> PAGE:
For that, we’ll use PySpark’s explode() command. Here’s how the code looks for the first explode statement:

from pyspark.sql.functions import col, explode

# Explode statement 1: Exploding the Department > Team

df_departments = df_company.select(

col("_name").alias("company_name"), # Access the company name

col("Department._name").alias("department_name"), # Access the department name

explode("Department.Team").alias("team") # Exploding the Team array inside Department

)

And then you’ll need to keep exploding..

It’s like a Russian doll of XML data, and you’re stuck opening every little one by hand. Don’t worry, you’ll be almost done when you hit the last layer.

Here’s how the rest of the code looks for this step:

# Explode statement 2: Exploding the Team > Project

df_teams = df_departments.select(

"company_name",

"department_name",

col("team._name").alias("team_name"), # Access team name after explosion

explode("team.Project").alias("project") # Exploding the Project array inside Team

)

# Explode statement 3: Exploding the Project > Task

df_projects = df_teams.select(

"company_name",

"department_name",

"team_name",

col("project._name").alias("project_name"), # Access the project name after explosion

explode("project.Task").alias("task") # Exploding the Task array inside Project

)

# Explode statement 4: Exploding the Task > Subtask

df_tasks = df_projects.select(

"company_name",

"department_name",

"team_name",

"project_name",

col("task._name").alias("task_name"), # Access the task name

explode("task.Subtask").alias("subtask") # Exploding the Subtask array inside Task

)

(Excerpts of location labeling data)
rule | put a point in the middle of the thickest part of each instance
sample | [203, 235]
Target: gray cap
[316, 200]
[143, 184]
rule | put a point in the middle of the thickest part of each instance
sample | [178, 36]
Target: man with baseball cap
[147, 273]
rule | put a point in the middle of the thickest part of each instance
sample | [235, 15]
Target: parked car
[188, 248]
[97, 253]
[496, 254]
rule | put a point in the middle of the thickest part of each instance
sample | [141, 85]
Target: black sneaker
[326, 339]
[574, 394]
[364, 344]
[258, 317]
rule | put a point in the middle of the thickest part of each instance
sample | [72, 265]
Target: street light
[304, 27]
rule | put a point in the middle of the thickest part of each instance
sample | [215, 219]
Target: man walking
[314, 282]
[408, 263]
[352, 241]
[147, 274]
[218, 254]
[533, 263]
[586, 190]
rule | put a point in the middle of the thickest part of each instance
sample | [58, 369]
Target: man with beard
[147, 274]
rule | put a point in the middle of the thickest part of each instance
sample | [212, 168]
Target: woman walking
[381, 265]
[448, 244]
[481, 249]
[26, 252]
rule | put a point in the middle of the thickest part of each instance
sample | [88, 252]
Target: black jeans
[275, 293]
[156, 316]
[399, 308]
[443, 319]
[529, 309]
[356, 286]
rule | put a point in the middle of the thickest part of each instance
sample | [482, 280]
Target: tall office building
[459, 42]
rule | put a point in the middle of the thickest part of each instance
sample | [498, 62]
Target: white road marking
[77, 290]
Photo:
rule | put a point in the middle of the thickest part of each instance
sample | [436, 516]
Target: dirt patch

> TASK PROMPT:
Rewrite the page's paragraph that begins "It’s like a Russian doll" in a shorter form that keeps its main facts.

> FULL RESPONSE:
The XML data is nested like a Russian doll, with every layer opened by hand, but reaching the last layer means you're almost done.